## CHALLENGE
Set out every line of the items below as a numbered list, and leave out any blank lines.
● ● ● ● ● ● ●
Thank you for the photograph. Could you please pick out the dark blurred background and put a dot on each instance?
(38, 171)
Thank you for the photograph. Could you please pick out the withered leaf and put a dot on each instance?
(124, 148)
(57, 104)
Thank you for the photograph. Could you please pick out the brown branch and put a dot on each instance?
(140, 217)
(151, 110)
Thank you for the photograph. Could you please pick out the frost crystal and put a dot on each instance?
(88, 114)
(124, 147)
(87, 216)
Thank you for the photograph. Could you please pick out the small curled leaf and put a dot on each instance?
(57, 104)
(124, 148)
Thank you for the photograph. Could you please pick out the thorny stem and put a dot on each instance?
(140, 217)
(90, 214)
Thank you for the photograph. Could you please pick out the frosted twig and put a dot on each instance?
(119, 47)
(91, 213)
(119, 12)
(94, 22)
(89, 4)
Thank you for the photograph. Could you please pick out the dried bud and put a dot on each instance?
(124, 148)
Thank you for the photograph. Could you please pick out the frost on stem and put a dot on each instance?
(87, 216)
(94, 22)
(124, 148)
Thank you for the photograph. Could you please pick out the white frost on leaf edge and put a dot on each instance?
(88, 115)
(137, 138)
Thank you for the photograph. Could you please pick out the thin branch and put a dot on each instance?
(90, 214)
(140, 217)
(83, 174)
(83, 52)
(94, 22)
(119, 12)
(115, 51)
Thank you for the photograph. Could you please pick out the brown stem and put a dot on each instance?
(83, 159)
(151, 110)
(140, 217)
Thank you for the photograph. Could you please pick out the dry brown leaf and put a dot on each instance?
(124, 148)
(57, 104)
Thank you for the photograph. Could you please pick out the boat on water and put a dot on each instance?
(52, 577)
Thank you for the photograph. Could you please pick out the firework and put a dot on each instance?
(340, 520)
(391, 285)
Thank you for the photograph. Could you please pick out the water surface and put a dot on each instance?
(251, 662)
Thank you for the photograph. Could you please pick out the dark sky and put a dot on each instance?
● ● ● ● ● ● ●
## THE SOLUTION
1. Thank you for the photograph. Could you please pick out the dark blurred background and put a dot on each instance?
2. (38, 171)
3. Thank you for the photograph. Could you please pick out the withered leaf and put a dot on each instance?
4. (124, 148)
5. (57, 104)
6. Thank you for the photograph. Could you please pick out the brown branch and put a dot on each instance?
7. (140, 217)
8. (151, 110)
9. Thank you for the photograph. Could you please pick out the frost crystal and put a dot on each instance?
10. (88, 114)
11. (124, 147)
12. (87, 216)
13. Thank you for the photograph. Could you please pick out the small curled leaf and put a dot on each instance?
14. (57, 104)
15. (124, 148)
16. Thank you for the photograph. Could you please pick out the thorny stem and put a dot on each instance?
17. (140, 217)
18. (90, 214)
19. Thank you for the photograph. Could you please pick out the frosted twig and put a dot on each instance?
20. (119, 47)
21. (91, 213)
22. (119, 12)
23. (94, 22)
24. (89, 4)
25. Thank you for the photograph. Could you please pick out the dried bud and put a dot on each instance?
26. (124, 148)
27. Thank you for the photograph. Could you please pick out the frost on stem and put a dot on each instance?
28. (87, 216)
29. (94, 22)
30. (124, 148)
31. Thank you for the photograph. Could you please pick out the white frost on leaf edge and put a dot on each instance?
32. (88, 115)
33. (137, 138)
34. Thank you for the photograph. Could you please pick out the thin branch and put a dot on each instance?
35. (90, 214)
36. (140, 217)
37. (83, 174)
38. (83, 52)
39. (94, 22)
40. (119, 12)
41. (115, 51)
42. Thank you for the photograph. Could you please pick out the brown stem and put a dot on each instance?
43. (83, 159)
44. (151, 110)
45. (140, 217)
46. Thank you for the photograph. Could you please pick out the dry brown leaf and put a dot on each instance?
47. (124, 148)
48. (57, 104)
49. Thank you for the photograph. Could you please pick out the boat on water and put a dot on each instance?
50. (52, 577)
51. Thank you for the photograph. Could you please pick out the firework and put a dot on each instance?
52. (340, 520)
53. (391, 285)
54. Thank you for the photograph. Could you please pick out the water surface and put a dot on each instance?
55. (251, 662)
56. Thank you for the photograph. Could you please pick out the dark sky and put a dot on each instance?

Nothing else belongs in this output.